SOURCE DOCUMENT:
+++
MobileRead Forums - View Single Post

PeterT · 08-10-2011, 04:59 PM

Python uses indentation to "nest" code. Be consistent and use spaces rather than tabs.

Not being an expert I think the idea is you want something close to this:

Code:

from calibre.web.feeds.news import BasicNewsRecipe
from calibre.ebooks.BeautifulSoup import Tag, NavigableString

class WSWS(BasicNewsRecipe):

    title      = 'World Socialist Web Site'
    __author__ = 'International Committee of The Fourth International'
    description = 'WSWS'

    no_stylesheets = True
    remove_javascript     = True

    def parse_index(self):
        articles = []
        soup = self.index_to_soup('http://wsws.org/mobile/')
        cover = None
        feeds = []
        for section in soup.findAll('li'):
            section_title = self.tag_to_string(section.find('b'))
            articles = []
            for post in section.findAll('a', href=True):
                url = post['href']
                if url.startswith('/'):
                  url = 'http://www.wsws.org'+url
                  title = self.tag_to_string(post)
+++
Can you rewrite the forum post, starting with "no_stylesheets = True" and going on through "section_title = self.tag_to_string(section.find('b'))", swapping "cover" for "cover_url"?

PROVIDED MATERIAL:
+++
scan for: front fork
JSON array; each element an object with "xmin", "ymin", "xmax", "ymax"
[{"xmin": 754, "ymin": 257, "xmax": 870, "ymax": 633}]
+++
ANSWER TO THIS PROBLEM:
no_stylesheets = True
    remove_javascript     = True

    def parse_index(self):
        articles = []
        soup = self.index_to_soup('http://wsws.org/mobile/')
        cover_url = None
        feeds = []
        for section in soup.findAll('li'):
            section_title = self.tag_to_string(section.find('b'))